[Recorded data]
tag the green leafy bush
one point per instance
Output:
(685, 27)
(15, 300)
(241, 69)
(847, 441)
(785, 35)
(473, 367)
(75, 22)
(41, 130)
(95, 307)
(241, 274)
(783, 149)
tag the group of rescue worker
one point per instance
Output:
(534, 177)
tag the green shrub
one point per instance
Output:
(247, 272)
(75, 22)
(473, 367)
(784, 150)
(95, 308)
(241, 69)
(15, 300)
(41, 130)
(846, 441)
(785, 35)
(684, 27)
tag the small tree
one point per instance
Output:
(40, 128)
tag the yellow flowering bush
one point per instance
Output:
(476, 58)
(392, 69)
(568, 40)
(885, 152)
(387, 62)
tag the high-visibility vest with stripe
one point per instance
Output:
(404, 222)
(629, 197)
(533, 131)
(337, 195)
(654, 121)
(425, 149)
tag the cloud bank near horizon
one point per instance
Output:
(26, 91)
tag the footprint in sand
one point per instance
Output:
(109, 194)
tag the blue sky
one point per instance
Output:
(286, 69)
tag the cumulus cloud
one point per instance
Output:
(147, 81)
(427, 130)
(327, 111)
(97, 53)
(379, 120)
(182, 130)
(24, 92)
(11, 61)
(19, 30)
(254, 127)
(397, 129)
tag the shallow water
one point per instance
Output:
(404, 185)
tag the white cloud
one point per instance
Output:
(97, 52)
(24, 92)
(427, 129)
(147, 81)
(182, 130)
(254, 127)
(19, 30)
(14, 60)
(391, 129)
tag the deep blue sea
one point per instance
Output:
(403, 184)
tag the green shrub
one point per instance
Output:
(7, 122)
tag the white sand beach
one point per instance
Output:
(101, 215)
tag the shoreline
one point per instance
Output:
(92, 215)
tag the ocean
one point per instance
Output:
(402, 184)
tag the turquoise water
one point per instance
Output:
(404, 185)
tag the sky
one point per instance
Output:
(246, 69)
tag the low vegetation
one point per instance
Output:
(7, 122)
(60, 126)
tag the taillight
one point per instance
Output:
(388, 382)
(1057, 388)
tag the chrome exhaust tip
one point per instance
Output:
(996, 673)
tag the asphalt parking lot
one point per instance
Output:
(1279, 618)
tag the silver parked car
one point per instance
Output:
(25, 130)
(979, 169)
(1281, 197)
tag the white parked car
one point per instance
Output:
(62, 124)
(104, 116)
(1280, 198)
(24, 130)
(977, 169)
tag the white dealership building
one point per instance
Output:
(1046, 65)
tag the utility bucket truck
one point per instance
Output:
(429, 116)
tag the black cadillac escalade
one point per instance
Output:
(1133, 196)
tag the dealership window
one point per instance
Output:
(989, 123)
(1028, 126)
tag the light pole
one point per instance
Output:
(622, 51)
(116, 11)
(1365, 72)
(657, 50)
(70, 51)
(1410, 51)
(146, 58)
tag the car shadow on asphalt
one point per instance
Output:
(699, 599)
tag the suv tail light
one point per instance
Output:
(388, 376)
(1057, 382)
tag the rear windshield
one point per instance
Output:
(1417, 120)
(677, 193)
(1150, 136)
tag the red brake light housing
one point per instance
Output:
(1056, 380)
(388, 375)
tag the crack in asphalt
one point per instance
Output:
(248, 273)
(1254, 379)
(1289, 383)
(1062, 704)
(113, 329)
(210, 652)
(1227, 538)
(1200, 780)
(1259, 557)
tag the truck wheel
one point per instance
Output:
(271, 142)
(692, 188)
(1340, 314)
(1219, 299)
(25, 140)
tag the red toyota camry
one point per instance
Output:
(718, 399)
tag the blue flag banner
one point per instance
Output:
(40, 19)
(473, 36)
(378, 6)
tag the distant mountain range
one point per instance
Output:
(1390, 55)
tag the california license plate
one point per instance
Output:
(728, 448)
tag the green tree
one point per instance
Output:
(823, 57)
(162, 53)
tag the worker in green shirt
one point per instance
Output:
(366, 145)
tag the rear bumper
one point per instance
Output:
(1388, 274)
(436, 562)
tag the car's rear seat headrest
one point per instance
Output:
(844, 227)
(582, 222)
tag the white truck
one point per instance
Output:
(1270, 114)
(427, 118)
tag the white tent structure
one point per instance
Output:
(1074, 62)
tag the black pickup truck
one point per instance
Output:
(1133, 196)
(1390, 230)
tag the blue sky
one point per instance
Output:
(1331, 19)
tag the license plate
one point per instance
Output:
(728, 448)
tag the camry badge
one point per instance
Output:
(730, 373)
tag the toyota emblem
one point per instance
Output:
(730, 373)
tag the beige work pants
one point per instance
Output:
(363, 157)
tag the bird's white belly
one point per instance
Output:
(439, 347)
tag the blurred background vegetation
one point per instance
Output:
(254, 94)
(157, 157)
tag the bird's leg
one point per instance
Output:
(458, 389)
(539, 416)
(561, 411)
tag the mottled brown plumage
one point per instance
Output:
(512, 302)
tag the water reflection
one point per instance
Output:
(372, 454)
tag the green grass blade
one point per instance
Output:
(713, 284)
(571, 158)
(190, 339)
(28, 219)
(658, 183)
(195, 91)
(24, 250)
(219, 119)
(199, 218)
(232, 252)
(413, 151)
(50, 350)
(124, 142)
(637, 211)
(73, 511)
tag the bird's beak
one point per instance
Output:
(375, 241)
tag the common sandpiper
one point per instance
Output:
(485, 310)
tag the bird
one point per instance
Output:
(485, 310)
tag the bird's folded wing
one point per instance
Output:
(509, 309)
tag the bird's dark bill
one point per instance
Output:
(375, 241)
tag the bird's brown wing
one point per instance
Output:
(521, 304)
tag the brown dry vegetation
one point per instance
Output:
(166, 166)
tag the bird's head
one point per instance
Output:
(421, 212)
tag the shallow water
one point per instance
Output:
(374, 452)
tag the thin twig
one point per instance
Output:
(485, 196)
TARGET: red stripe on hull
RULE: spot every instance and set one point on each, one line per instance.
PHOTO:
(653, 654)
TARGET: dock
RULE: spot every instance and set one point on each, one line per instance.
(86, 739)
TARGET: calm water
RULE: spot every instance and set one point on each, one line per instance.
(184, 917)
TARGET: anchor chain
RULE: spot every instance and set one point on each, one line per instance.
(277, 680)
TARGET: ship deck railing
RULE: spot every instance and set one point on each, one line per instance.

#### Given problem:
Extract the rows from the line containing "tag the bird's head" through the end of the rows, both ends included, and repeat those lines exactly.

#### Solution for this task:
tag the bird's head
one point per instance
Output:
(421, 212)
tag the shallow water
one point per instance
Output:
(374, 452)
tag the thin twig
one point per instance
Output:
(485, 196)
TARGET: red stripe on hull
RULE: spot every instance and set one point on each, one line per instance.
PHOTO:
(653, 654)
TARGET: dock
RULE: spot every instance and set one point on each, one line per instance.
(86, 739)
TARGET: calm water
RULE: spot every instance and set one point on each, one line per instance.
(184, 917)
TARGET: anchor chain
RULE: spot every instance and set one point on each, one line per instance.
(277, 680)
TARGET: ship deck railing
RULE: spot every instance and set one point on each, one line per instance.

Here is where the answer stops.